## BEGIN

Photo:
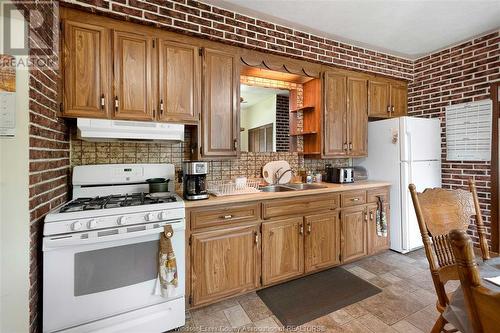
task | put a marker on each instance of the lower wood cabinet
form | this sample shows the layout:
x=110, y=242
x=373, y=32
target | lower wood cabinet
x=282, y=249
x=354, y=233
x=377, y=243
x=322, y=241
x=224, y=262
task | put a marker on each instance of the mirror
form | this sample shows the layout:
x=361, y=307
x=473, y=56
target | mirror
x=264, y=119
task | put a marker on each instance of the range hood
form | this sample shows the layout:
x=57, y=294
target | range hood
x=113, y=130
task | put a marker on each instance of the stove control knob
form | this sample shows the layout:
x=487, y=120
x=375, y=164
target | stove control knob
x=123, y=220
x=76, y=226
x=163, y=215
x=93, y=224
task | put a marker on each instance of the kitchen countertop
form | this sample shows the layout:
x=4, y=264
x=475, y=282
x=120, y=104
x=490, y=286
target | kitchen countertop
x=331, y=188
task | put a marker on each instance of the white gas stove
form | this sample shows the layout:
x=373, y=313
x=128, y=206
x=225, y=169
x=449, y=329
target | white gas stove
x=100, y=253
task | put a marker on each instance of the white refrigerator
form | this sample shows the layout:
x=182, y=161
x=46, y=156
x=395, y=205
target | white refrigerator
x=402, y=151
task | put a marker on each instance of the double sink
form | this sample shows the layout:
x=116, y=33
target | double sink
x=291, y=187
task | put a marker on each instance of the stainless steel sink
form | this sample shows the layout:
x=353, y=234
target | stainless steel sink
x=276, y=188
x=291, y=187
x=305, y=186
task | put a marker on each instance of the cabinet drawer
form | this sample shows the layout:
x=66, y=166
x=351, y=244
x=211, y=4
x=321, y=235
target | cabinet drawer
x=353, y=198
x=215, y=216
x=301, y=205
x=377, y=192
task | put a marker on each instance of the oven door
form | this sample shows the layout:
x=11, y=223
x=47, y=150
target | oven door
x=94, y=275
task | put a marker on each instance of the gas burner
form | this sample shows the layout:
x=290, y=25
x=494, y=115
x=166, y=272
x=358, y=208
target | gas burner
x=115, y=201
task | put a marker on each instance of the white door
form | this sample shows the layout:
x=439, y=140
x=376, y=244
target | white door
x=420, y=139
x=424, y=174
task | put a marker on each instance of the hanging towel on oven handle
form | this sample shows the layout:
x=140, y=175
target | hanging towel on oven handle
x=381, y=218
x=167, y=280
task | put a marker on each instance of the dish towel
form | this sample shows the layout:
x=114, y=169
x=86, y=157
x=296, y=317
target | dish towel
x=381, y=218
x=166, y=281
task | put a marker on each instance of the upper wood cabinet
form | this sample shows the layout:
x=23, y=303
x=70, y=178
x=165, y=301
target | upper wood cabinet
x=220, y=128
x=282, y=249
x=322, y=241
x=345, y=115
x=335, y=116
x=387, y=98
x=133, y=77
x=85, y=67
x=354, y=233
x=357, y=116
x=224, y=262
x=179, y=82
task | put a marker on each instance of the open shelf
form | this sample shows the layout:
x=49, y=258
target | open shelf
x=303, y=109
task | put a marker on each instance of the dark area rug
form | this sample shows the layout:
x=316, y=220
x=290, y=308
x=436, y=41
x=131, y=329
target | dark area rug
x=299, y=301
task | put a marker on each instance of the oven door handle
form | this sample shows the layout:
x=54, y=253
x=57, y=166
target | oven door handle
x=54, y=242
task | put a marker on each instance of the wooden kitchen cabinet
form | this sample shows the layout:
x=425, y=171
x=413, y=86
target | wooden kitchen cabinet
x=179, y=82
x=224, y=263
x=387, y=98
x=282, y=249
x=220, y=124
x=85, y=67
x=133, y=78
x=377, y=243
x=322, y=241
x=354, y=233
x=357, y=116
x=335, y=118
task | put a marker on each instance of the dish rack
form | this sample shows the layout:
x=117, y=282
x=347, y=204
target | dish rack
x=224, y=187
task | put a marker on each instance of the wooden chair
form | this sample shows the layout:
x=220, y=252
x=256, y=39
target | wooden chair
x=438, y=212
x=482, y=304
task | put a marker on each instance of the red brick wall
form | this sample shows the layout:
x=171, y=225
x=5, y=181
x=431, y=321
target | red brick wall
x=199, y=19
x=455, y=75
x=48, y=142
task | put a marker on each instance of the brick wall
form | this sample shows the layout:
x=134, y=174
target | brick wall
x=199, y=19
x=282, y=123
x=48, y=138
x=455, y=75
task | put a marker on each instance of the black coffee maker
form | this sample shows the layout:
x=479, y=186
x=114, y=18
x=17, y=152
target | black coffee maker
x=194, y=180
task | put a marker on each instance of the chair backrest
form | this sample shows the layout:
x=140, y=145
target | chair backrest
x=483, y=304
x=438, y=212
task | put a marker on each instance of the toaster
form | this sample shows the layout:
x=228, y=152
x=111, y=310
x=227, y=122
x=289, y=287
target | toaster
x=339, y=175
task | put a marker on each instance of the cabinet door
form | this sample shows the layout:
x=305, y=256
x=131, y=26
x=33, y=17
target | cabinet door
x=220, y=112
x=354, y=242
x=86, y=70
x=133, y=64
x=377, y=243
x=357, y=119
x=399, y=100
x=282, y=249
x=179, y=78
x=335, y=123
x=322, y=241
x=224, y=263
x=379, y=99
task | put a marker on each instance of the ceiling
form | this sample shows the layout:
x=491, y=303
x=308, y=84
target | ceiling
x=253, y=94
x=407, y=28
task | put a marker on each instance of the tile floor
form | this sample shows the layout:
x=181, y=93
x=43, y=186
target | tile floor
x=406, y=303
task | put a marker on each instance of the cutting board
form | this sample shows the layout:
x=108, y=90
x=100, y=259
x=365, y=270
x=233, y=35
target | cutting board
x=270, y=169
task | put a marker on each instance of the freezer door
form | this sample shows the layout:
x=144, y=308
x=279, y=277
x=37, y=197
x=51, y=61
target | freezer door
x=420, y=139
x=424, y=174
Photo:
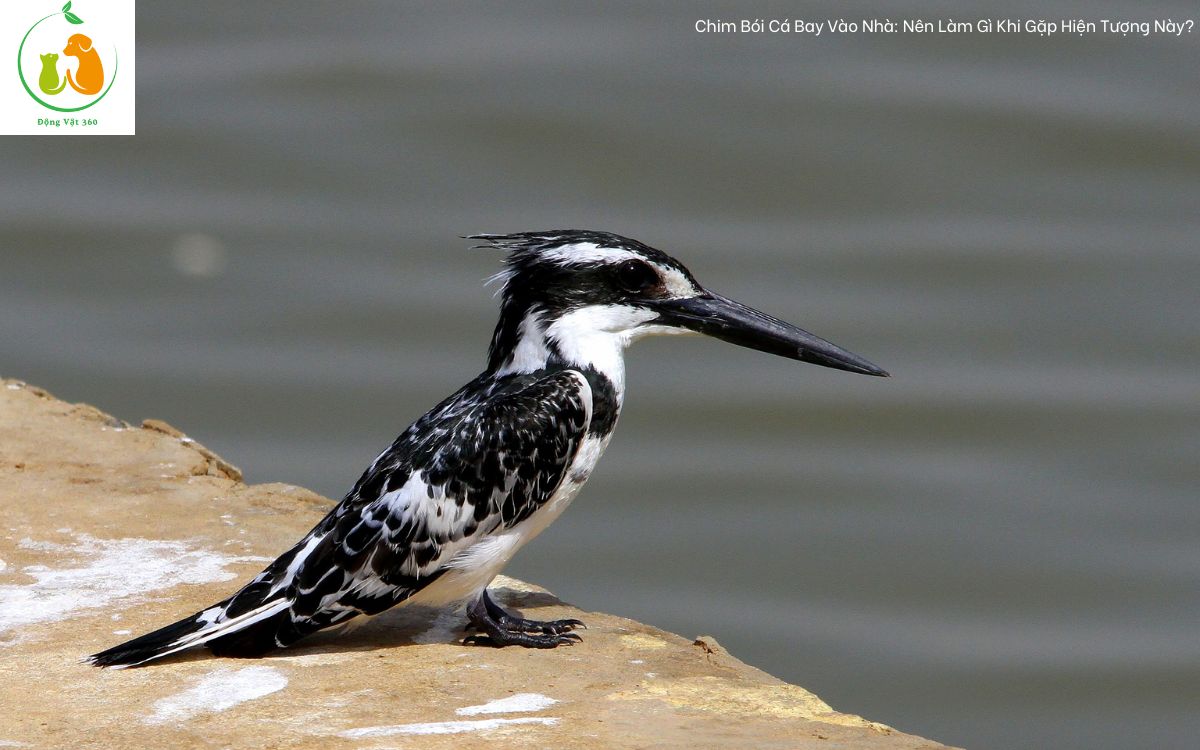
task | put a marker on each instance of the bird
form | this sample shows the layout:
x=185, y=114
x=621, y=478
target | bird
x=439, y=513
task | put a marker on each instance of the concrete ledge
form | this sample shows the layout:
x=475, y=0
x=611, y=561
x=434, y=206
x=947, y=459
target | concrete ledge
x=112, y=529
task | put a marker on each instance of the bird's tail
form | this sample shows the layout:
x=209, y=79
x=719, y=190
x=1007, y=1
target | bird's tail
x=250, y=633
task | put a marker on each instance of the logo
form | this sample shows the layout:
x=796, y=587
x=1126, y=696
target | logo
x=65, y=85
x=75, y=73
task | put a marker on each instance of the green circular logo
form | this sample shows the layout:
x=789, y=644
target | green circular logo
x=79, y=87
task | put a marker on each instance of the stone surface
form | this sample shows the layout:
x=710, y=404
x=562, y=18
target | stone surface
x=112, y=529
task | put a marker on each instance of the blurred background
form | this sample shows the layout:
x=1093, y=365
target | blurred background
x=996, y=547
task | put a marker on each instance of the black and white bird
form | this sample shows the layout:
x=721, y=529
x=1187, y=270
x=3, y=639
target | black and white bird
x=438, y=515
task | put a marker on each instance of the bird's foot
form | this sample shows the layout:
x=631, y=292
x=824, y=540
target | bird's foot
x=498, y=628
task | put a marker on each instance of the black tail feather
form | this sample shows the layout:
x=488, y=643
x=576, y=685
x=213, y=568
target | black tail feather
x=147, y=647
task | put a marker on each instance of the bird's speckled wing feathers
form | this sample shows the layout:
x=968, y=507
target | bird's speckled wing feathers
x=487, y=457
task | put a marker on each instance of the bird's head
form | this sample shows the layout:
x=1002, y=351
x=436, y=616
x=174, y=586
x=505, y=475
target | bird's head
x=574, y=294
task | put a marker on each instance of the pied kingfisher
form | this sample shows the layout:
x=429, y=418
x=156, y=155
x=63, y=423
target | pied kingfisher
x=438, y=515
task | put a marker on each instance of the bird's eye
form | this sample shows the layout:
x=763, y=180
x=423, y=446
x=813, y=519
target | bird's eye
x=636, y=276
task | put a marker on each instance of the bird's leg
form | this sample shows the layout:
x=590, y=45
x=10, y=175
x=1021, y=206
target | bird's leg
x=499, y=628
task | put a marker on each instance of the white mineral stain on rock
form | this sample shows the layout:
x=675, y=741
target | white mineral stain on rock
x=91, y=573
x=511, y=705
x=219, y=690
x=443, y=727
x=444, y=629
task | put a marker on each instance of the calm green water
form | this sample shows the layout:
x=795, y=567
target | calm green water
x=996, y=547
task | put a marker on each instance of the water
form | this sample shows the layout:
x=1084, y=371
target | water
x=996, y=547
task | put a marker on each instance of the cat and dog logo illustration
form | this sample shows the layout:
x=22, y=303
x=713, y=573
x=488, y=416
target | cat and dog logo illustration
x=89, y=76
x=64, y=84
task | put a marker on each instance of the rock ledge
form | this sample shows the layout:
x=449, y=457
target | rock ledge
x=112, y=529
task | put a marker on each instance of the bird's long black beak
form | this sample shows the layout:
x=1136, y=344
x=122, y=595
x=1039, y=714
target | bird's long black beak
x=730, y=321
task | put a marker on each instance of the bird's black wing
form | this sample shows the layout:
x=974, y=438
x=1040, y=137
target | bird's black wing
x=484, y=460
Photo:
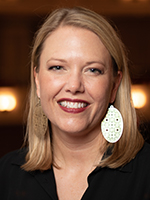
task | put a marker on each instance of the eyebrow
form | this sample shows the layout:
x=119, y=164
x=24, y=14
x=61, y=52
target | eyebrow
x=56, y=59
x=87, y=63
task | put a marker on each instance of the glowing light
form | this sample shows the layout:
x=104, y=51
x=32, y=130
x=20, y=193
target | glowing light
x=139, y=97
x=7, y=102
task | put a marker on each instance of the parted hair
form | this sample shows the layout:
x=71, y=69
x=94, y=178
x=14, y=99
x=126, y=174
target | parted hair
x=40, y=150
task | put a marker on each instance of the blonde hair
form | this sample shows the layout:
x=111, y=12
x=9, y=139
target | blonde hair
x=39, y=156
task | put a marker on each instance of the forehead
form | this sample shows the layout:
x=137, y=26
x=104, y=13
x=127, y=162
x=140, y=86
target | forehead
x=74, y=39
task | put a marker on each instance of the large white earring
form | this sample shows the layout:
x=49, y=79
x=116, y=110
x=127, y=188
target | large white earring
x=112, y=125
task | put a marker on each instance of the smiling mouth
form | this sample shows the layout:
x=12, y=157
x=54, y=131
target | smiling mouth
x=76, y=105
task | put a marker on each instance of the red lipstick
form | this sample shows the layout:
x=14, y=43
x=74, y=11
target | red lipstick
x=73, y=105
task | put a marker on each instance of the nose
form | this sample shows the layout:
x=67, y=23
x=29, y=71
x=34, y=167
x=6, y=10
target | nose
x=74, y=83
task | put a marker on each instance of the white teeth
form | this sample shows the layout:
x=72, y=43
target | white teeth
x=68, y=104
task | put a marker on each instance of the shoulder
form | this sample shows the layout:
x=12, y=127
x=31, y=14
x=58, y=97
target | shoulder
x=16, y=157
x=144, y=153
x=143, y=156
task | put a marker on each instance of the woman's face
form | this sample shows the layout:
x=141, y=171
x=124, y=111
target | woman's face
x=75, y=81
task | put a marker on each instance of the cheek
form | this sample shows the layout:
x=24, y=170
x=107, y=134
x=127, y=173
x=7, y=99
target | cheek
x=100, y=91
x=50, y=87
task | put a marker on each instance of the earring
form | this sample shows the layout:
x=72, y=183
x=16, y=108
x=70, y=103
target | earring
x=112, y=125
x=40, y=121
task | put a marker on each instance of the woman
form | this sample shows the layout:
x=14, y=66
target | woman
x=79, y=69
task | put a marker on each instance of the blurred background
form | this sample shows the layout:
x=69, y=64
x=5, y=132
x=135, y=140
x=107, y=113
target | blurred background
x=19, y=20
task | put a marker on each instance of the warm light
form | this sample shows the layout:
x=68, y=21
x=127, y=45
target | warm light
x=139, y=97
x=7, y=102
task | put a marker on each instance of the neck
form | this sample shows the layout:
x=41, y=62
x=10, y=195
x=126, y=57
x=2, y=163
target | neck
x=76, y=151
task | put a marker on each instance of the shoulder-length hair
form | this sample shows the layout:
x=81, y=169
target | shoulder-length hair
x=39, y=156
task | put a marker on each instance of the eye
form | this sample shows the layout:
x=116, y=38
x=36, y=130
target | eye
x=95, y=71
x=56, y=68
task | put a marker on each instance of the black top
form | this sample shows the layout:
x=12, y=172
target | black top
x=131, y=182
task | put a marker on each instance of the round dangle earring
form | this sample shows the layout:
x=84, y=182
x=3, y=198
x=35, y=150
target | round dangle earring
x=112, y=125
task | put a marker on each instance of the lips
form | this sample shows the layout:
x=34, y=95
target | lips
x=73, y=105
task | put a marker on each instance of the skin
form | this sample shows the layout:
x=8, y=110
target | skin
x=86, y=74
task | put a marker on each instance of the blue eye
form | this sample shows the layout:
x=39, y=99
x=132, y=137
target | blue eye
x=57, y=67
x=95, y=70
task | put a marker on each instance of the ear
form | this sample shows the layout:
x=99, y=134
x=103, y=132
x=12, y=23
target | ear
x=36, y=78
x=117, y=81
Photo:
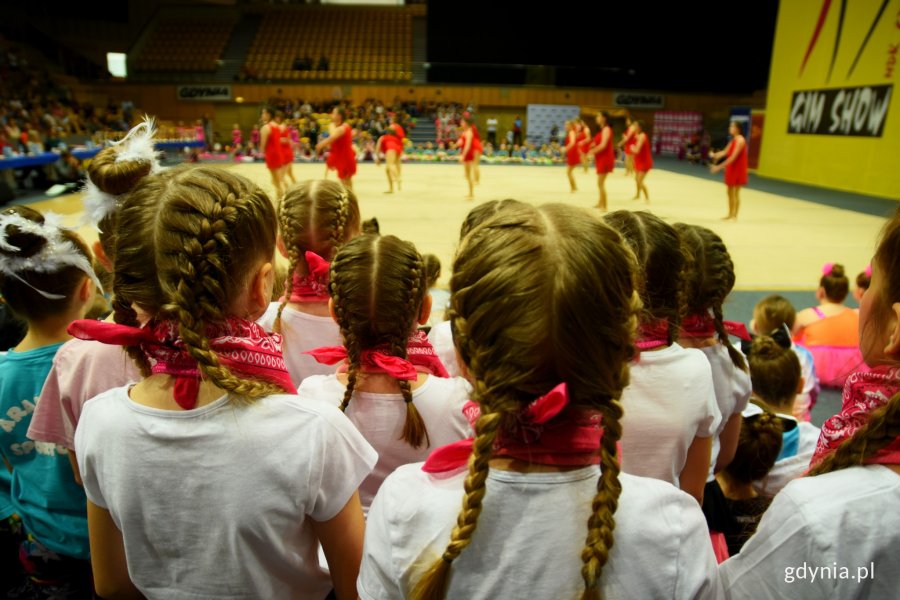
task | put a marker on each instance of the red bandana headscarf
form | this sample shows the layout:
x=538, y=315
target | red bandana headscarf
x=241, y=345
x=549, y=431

## END

# [GOAL]
Starting at the line containing "task | put a marker on each instance of the water" and ending at the line containing "x=730, y=321", write out that part of the material again, requests included. Scale only the x and y coordinates of the answer points by 0.3, rounding to whole numbers with halves going up, and leave the sample layout coordinates unchanged.

# [RESULT OF THIS EXERCISE]
task | put a marker on each instance of the water
form | this sample shows the layout:
x=1084, y=371
target | water
x=299, y=164
task | put a marker on each instance of the cat and dog logo illustration
form | this sample shows the layout:
x=22, y=303
x=713, y=573
x=488, y=416
target | cat and dog logo illustration
x=27, y=23
x=19, y=25
task | put a marker on each instance of the rock ledge
form | this sample shows the layout:
x=449, y=457
target | rock ledge
x=34, y=159
task | put a marker on each instance of the bird's long black beak
form | this sample shows the layout:
x=1136, y=344
x=122, y=595
x=1039, y=714
target | bird's long black beak
x=219, y=96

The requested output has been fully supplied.